─── Information provided ───
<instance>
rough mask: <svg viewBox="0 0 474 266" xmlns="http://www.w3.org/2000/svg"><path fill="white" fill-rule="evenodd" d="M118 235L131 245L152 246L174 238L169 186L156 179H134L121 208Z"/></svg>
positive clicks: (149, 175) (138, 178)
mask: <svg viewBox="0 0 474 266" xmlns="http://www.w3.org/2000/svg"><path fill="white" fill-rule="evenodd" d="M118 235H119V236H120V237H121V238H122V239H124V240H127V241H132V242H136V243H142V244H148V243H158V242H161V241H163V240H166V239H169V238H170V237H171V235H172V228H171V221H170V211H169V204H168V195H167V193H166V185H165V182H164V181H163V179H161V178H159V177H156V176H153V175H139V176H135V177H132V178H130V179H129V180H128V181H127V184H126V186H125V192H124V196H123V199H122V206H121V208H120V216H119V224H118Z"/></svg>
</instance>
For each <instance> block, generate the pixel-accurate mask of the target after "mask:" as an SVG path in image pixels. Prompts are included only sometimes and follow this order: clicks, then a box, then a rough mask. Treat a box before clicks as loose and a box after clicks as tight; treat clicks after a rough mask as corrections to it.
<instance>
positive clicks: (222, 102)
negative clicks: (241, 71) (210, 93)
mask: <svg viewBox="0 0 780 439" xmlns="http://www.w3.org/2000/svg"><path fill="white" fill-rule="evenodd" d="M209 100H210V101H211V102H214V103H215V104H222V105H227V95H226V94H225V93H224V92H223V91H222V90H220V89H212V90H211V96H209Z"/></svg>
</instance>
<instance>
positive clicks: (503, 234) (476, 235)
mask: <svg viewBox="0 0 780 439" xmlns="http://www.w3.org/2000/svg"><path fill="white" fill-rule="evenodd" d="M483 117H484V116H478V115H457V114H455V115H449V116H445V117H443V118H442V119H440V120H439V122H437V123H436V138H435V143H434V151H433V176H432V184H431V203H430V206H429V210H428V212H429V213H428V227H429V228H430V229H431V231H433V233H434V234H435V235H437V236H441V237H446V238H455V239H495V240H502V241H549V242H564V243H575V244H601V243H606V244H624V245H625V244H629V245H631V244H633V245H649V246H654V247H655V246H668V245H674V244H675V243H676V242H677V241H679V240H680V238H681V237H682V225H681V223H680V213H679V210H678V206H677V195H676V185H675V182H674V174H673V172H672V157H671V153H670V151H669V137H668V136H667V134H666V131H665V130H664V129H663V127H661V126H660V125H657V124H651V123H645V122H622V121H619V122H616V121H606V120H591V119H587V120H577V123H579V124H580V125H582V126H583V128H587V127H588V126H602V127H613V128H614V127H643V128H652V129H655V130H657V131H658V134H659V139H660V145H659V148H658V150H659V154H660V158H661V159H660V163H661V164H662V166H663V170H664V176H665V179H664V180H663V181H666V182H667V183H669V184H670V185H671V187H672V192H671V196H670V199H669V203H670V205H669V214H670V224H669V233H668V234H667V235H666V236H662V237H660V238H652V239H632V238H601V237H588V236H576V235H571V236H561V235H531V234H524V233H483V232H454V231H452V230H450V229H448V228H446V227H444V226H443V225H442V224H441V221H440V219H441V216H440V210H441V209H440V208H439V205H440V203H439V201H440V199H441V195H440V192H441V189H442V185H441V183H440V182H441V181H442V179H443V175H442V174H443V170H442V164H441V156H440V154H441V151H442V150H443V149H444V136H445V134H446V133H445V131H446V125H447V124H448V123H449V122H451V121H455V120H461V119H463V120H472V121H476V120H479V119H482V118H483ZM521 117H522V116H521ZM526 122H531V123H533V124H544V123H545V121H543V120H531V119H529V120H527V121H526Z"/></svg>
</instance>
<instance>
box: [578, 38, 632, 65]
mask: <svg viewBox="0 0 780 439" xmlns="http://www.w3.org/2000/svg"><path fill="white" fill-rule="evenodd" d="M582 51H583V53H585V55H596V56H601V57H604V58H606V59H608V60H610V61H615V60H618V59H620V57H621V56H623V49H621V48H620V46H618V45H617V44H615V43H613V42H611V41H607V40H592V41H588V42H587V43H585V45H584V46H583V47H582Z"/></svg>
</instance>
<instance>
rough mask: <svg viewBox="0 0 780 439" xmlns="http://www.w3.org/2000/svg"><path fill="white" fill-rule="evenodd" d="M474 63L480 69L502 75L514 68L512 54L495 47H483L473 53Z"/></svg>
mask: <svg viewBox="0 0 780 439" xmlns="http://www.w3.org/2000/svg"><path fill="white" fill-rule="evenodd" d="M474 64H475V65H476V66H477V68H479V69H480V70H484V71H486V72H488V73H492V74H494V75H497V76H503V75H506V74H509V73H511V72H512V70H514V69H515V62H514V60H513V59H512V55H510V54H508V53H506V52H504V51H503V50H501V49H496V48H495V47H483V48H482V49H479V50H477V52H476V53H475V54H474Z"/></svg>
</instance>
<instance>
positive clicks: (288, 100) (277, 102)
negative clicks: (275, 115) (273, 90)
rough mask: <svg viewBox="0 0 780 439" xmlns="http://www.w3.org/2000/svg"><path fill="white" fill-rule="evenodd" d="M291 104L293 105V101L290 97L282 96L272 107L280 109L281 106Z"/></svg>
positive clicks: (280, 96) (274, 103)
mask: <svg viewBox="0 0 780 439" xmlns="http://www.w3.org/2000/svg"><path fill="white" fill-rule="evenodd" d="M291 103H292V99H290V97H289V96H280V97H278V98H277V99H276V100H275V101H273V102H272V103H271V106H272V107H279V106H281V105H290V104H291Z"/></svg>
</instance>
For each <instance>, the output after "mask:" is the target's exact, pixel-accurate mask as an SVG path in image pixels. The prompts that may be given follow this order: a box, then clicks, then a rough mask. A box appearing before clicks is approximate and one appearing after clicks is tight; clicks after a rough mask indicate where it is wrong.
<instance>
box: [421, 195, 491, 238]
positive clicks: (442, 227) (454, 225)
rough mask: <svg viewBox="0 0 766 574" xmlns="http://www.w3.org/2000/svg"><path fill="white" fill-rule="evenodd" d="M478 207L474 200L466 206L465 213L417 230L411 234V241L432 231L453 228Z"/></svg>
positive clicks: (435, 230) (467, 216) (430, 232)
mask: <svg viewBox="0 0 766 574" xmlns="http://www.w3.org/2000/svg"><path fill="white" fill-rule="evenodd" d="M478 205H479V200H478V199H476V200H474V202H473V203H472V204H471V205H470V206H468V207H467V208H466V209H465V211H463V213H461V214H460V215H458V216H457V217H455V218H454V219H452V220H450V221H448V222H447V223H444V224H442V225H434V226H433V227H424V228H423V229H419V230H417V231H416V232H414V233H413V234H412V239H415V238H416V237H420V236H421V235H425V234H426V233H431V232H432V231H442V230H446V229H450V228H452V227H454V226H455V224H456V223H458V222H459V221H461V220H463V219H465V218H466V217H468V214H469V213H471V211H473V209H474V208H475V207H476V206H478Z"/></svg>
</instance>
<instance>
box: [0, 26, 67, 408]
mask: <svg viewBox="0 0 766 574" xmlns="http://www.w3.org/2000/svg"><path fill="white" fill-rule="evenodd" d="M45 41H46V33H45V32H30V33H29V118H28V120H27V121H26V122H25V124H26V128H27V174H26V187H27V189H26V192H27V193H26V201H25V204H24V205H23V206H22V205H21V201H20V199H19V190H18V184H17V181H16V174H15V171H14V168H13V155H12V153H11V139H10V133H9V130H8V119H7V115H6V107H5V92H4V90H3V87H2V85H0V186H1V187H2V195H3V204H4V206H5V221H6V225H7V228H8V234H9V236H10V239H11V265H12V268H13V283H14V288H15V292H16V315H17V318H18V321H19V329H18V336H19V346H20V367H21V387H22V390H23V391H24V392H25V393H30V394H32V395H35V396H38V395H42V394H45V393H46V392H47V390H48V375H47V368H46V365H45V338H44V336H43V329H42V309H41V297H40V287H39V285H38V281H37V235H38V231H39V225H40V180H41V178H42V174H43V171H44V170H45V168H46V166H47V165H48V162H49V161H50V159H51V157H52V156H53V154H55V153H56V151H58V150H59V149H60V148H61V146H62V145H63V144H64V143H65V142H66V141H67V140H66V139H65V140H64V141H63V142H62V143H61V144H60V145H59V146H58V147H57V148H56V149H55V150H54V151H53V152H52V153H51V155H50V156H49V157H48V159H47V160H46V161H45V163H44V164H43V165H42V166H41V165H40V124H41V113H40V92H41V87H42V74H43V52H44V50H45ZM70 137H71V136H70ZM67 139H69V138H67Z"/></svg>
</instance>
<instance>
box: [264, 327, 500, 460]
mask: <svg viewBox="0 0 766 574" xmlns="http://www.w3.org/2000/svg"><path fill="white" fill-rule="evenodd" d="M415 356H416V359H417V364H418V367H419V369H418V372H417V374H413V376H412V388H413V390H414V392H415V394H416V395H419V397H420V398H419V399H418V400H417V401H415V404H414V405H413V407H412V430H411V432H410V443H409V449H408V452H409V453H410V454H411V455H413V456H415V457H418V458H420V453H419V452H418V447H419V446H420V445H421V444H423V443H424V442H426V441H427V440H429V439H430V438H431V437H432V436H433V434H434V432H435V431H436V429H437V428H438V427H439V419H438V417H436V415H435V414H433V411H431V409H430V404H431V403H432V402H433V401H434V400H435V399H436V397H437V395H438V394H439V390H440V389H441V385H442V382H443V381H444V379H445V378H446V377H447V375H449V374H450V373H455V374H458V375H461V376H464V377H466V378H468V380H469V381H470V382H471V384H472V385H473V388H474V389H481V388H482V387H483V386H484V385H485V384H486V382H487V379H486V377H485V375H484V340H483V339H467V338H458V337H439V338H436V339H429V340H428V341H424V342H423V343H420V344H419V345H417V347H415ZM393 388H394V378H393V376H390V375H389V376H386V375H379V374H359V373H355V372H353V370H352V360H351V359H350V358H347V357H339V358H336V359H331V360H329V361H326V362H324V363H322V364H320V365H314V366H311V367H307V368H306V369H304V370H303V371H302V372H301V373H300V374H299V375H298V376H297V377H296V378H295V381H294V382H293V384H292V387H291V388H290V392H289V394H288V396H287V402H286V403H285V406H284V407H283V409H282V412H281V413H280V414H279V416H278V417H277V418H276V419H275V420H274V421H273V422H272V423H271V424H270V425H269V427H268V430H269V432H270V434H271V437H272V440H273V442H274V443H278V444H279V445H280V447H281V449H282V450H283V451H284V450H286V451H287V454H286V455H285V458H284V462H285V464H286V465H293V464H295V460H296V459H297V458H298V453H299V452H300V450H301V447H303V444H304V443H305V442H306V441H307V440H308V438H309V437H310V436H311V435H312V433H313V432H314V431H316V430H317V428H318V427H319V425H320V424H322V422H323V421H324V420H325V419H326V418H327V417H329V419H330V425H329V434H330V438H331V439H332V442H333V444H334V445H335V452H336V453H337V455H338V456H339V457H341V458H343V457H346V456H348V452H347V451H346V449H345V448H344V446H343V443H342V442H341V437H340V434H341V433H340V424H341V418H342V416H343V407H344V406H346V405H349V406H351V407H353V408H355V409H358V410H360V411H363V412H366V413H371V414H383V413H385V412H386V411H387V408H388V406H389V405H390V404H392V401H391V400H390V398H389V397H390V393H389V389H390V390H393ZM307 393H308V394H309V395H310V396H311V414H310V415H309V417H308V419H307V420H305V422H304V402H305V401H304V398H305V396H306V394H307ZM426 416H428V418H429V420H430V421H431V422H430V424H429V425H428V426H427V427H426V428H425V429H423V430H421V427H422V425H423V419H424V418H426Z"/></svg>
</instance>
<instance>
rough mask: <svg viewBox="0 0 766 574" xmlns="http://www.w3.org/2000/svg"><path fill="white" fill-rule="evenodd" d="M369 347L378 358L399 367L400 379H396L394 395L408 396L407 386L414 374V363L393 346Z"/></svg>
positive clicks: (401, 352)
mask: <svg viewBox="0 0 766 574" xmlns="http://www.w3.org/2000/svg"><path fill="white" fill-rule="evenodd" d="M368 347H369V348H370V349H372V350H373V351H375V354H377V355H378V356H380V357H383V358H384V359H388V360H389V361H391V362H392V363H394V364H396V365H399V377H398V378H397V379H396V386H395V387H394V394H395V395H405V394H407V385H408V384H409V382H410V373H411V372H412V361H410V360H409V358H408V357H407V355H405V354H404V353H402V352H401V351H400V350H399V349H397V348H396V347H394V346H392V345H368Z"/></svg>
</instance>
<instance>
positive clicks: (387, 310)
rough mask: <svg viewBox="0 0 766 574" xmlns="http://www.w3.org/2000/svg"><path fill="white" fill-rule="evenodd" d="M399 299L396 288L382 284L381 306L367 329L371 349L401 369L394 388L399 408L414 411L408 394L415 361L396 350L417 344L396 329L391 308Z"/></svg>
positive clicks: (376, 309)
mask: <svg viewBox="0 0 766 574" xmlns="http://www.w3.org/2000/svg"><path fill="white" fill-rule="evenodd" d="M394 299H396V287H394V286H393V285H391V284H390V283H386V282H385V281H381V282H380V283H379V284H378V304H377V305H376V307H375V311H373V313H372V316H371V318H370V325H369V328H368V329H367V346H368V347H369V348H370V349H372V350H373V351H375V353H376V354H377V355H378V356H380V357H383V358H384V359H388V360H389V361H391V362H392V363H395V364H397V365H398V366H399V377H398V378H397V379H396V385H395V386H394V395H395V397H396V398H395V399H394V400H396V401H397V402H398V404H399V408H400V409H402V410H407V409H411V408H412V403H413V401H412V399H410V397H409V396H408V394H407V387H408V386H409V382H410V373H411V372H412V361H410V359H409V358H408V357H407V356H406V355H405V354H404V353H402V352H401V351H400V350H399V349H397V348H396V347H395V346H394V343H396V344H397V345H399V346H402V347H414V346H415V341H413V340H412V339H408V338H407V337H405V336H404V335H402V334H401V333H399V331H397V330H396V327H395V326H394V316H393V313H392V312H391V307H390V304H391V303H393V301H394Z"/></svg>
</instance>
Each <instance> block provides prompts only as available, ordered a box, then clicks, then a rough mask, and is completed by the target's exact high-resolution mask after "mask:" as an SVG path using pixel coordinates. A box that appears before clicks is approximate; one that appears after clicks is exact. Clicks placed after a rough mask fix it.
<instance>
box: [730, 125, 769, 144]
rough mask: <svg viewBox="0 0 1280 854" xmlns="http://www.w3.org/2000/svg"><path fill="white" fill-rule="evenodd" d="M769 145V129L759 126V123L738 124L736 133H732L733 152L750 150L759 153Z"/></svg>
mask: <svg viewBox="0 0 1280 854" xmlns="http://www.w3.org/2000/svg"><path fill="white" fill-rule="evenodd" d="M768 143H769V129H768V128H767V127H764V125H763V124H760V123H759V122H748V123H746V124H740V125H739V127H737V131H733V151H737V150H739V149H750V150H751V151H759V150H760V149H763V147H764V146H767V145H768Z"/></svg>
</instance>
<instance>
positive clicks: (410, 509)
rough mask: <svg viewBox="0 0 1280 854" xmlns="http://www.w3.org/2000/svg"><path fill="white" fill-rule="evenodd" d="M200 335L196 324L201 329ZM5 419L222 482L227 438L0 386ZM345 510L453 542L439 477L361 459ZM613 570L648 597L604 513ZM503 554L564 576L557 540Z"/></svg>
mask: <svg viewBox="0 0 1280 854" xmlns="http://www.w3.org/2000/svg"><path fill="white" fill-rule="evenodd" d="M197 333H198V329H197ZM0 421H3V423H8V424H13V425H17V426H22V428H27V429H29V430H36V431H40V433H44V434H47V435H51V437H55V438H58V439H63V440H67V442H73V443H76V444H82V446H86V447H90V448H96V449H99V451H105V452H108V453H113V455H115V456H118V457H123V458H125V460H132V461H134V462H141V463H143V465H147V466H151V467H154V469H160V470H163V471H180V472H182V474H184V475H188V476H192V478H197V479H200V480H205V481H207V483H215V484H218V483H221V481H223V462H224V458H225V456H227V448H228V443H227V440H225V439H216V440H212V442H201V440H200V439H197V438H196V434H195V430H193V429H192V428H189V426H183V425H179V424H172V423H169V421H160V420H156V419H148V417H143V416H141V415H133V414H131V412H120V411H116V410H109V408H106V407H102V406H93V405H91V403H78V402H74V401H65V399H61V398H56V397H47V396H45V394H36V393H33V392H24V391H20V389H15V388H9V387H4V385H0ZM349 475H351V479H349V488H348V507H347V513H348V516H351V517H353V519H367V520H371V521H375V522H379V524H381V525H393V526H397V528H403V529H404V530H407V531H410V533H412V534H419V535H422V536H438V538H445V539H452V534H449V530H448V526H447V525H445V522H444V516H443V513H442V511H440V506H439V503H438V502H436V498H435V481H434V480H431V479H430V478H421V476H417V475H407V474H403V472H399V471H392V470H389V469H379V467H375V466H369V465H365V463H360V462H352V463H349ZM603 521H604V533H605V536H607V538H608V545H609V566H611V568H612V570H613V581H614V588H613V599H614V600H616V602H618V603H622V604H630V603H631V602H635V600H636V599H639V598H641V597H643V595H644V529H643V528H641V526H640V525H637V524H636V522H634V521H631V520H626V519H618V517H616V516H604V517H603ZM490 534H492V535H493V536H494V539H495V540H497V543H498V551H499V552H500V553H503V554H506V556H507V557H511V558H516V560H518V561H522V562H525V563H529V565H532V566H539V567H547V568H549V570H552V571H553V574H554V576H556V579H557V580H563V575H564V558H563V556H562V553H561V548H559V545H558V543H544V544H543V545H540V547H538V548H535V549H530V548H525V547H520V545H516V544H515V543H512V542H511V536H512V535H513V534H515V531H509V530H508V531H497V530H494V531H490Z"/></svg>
───
_Task item_:
Check each line above for the word "only" and say how many have it, with nothing else.

_Answer to this exercise_:
2